__Activity list__:
A) Answer these about the news report on the Supreme Court ruling:
(i) In what city is the CTS Corp. manufacturing plant?
(ii) What length of time limit does North Carolina have, according to Korzen?
(iii) By what vote did the court uphold the decision?
B) Write out the news report on the Supreme Court ruling from "Federal law is" up to and including "Ginsburg's dissenting opinion.".

The US Supreme Court has upheld North Carolina's limits on how long people have to file pollution-related lawsuits.
The case involved pollution connected with a CTS Corp. manufacturing plant in Asheville. But the decision undercut families trying to sue over groundwater pollution at Camp Lejeune.
John Korzen directs the Appellate Advocacy Clinic at Wake Forest University Law School. He represents some of the families challenging CTS. Korzen said North Carolina's statute of repose starts the clock at the last moment a business pollutes or sells property. Residents have a limited window in which to file a lawsuit.
“So, for example, in North Carolina, there's a 10 year limit,” said Korzen. “Your cancer might not have even been diagnosed within 10 years, but under that 10 year time-period, you would be out of luck.”
Supporters of the Supreme Court decision say the decision protects businesses from being indefinitely vulnerable to lawsuits.
Federal law is less strict with time limits for pollution suits; the clock doesn’t start running until a plaintiff learns of the country’s injury. Still, the Supreme Court decided the federal standard didn’t trump North Carolina’s statute of repose. The court upheld the decision, 7-to-2.
Korzen said he agrees with Justice Ruth Bader Ginsburg's dissenting opinion.
“The majority, we think, creates an incentive for polluters to hide toxic wastes, to avoid accountability,” he said. “So the incentive is to do nothing and hope the 10 years runs, in other words.”
The CTS case was centered on property damage. But Korzen says North Carolina has made exceptions to the statute of repose in cases involving "latent disease". He said the decades-old Camp Lejeune case might still be able to move forward through appellate courts on these grounds.

__The data__:

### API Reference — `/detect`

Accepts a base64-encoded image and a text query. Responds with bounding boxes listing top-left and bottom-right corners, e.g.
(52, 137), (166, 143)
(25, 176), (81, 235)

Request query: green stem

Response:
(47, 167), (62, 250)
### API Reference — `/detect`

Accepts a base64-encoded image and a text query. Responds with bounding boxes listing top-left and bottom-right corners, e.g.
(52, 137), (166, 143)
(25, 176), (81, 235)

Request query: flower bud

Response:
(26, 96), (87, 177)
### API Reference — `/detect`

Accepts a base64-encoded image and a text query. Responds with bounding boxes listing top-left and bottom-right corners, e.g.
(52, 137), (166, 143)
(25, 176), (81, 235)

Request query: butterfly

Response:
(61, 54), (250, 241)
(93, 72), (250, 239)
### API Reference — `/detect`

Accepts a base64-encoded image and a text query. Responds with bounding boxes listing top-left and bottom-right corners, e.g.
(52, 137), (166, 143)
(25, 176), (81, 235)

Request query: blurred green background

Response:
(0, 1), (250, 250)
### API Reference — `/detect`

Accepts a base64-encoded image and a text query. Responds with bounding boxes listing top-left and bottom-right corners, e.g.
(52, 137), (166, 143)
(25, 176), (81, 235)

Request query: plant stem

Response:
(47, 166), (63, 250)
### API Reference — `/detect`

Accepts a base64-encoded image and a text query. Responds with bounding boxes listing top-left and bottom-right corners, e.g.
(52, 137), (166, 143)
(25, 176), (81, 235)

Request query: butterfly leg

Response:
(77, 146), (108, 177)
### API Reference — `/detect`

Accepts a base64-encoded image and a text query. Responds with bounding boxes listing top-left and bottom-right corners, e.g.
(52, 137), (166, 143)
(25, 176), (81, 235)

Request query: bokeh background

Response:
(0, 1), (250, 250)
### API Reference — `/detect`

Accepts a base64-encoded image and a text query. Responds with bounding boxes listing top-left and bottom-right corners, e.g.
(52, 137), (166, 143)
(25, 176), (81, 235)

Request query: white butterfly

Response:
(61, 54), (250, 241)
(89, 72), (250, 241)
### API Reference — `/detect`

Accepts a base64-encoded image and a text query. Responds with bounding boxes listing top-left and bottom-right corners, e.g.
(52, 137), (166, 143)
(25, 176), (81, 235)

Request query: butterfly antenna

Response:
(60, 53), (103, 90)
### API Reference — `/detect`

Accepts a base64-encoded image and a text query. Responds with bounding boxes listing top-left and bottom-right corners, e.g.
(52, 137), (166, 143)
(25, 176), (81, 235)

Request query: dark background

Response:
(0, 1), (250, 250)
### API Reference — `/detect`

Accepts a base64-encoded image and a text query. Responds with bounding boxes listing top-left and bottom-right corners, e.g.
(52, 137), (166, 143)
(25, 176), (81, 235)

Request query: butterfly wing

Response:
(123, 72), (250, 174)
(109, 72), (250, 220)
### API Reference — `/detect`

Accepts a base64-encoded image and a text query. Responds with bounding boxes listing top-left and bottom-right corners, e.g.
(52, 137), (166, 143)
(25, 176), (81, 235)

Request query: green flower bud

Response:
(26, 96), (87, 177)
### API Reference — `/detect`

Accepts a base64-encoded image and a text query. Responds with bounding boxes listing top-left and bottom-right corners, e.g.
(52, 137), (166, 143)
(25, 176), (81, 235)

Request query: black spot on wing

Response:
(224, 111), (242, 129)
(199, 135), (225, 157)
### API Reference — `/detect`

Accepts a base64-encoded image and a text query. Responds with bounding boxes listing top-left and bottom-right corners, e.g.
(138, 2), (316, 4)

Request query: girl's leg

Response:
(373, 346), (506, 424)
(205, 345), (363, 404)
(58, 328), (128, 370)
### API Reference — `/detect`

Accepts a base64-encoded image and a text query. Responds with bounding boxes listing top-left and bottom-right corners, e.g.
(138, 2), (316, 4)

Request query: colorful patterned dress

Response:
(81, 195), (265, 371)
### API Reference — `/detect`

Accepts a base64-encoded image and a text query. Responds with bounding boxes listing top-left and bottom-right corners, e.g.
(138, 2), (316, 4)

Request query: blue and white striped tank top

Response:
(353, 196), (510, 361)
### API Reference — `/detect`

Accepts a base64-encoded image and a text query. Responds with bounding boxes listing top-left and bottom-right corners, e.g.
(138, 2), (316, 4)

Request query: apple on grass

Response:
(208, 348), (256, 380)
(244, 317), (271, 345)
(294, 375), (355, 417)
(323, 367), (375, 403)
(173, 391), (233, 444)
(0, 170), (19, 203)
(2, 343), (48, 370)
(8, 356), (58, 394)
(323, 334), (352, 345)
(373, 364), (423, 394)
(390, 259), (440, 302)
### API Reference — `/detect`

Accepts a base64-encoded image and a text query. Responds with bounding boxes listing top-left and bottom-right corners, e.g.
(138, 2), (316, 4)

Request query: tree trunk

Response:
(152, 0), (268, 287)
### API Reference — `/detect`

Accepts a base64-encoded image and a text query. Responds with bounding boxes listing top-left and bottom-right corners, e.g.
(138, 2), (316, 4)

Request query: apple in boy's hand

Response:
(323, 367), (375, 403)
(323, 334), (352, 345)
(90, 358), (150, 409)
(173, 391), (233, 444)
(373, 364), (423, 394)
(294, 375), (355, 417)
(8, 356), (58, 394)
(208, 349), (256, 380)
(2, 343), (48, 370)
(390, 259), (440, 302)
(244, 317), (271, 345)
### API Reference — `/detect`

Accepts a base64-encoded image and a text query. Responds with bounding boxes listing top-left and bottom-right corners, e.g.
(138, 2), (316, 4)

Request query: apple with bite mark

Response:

__Task-by-task outputs__:
A)
(i) Asheville
(ii) 10 years
(iii) 7-to-2

B)
Federal law is less strict with time limits for pollution suits; the clock doesn’t start running until a plaintiff learns of the country’s injury. Still, the Supreme Court decided the federal standard didn’t trump North Carolina’s statute of repose. The court upheld the decision, 7-to-2.
Korzen said he agrees with Justice Ruth Bader Ginsburg's dissenting opinion.